### [The problem]
Reproduce only the data from the line with "cloud and produce a box around each occurrence." to the line with "[330,214,337,231]", including both of those lines. Substitute "draw" for every "produce", and leave all other text unchanged.
* Start Records supplied *
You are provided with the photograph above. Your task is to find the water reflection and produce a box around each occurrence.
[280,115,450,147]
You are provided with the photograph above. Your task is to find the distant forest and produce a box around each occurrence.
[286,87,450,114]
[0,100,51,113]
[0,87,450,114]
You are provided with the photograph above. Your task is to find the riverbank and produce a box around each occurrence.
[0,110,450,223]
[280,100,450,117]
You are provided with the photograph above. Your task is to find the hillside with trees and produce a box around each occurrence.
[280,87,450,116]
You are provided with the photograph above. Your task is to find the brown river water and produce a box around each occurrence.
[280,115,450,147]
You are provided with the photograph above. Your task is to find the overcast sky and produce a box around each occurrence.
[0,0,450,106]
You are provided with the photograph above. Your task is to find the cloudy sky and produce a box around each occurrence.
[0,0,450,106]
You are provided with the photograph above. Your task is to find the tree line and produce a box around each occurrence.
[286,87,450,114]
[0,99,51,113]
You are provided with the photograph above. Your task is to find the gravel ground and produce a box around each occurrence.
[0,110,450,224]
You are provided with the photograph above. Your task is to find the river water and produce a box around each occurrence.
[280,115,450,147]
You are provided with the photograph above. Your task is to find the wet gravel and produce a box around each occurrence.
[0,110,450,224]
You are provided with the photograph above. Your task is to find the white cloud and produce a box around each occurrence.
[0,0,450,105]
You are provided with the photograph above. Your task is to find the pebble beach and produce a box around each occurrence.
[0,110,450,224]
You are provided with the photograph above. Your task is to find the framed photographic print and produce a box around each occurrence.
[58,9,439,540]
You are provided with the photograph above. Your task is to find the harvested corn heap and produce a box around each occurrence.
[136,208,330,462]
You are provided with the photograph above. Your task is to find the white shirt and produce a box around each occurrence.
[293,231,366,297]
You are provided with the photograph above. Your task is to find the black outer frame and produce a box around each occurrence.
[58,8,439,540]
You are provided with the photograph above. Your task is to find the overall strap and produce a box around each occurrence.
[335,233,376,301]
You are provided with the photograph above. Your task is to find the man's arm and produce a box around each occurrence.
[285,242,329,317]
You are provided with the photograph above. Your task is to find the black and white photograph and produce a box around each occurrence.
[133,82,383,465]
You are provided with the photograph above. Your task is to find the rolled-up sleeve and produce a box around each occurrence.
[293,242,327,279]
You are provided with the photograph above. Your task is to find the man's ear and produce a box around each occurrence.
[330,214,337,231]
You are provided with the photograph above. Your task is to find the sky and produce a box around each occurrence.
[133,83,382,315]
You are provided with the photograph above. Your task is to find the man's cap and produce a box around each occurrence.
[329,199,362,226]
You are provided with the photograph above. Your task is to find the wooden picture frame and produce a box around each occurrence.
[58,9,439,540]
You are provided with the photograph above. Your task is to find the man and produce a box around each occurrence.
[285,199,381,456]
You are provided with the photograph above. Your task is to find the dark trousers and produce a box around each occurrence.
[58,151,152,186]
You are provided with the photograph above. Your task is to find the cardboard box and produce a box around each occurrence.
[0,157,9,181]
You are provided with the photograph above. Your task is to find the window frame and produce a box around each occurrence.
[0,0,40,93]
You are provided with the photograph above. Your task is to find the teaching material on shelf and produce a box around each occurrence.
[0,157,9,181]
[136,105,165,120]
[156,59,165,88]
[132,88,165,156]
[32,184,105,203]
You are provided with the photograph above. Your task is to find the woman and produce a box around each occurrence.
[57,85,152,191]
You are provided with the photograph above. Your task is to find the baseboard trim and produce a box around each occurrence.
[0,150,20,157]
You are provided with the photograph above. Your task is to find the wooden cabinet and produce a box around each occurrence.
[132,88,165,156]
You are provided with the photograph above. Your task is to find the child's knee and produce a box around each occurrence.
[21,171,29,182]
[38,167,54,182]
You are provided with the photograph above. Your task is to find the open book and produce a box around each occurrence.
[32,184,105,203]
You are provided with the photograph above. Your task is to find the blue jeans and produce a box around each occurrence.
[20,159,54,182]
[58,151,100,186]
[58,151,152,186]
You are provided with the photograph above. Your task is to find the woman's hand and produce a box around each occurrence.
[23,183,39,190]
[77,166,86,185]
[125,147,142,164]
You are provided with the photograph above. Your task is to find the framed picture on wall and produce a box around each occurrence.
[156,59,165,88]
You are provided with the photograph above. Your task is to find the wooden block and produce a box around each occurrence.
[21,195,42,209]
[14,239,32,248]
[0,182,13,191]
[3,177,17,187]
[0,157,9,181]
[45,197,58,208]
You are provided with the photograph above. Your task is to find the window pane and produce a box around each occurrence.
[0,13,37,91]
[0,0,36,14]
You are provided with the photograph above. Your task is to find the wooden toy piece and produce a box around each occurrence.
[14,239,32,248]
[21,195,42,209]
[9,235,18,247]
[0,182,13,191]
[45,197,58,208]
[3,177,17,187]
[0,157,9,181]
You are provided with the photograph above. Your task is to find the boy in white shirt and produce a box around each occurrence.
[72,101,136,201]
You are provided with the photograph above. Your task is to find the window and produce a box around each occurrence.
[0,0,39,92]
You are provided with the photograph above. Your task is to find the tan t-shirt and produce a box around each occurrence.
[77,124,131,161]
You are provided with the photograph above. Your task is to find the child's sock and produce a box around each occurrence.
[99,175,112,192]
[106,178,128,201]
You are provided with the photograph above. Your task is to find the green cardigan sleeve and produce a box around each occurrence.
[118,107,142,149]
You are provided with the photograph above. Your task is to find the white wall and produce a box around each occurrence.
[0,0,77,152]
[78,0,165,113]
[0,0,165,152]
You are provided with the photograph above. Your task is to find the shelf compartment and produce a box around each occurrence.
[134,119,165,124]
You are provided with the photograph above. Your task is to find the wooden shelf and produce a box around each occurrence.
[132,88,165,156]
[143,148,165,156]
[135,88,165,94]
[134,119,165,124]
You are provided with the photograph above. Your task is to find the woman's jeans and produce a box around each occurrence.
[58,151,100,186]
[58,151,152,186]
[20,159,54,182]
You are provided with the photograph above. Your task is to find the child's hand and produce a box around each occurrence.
* End Records supplied *
### [Answer to the exercise]
You are provided with the photograph above. Your task is to find the white cloud and draw a box around each occurrence.
[0,0,450,105]
You are provided with the photograph above. Your task is to find the pebble beach and draw a box around each occurrence.
[0,110,450,224]
You are provided with the photograph above. Your task is to find the framed photographic print and draw a box around each occurrence.
[58,9,439,540]
You are provided with the photograph above. Your task is to find the harvested corn heap and draw a box around each occurrence.
[136,208,330,462]
You are provided with the photograph above. Your task is to find the white shirt and draw a box around each occurrence.
[293,231,366,297]
You are provided with the photograph above. Your task is to find the black outer frame and draw a box around each occurrence.
[58,8,439,540]
You are provided with the photograph above. Your task is to find the overall strap and draw a box around each occurrence.
[335,233,376,301]
You are provided with the photograph above. Your task is to find the man's arm and draw a box around each occurrence.
[285,242,329,317]
You are provided with the photograph above. Your task is to find the black and white photograph and draw a box around each occurrence.
[133,82,383,465]
You are provided with the photograph above. Your task is to find the rolled-up sleeve and draw a box around each occurrence.
[293,242,327,279]
You are provided with the photograph above. Your task is to find the man's ear and draw a box around each occurrence.
[330,214,337,231]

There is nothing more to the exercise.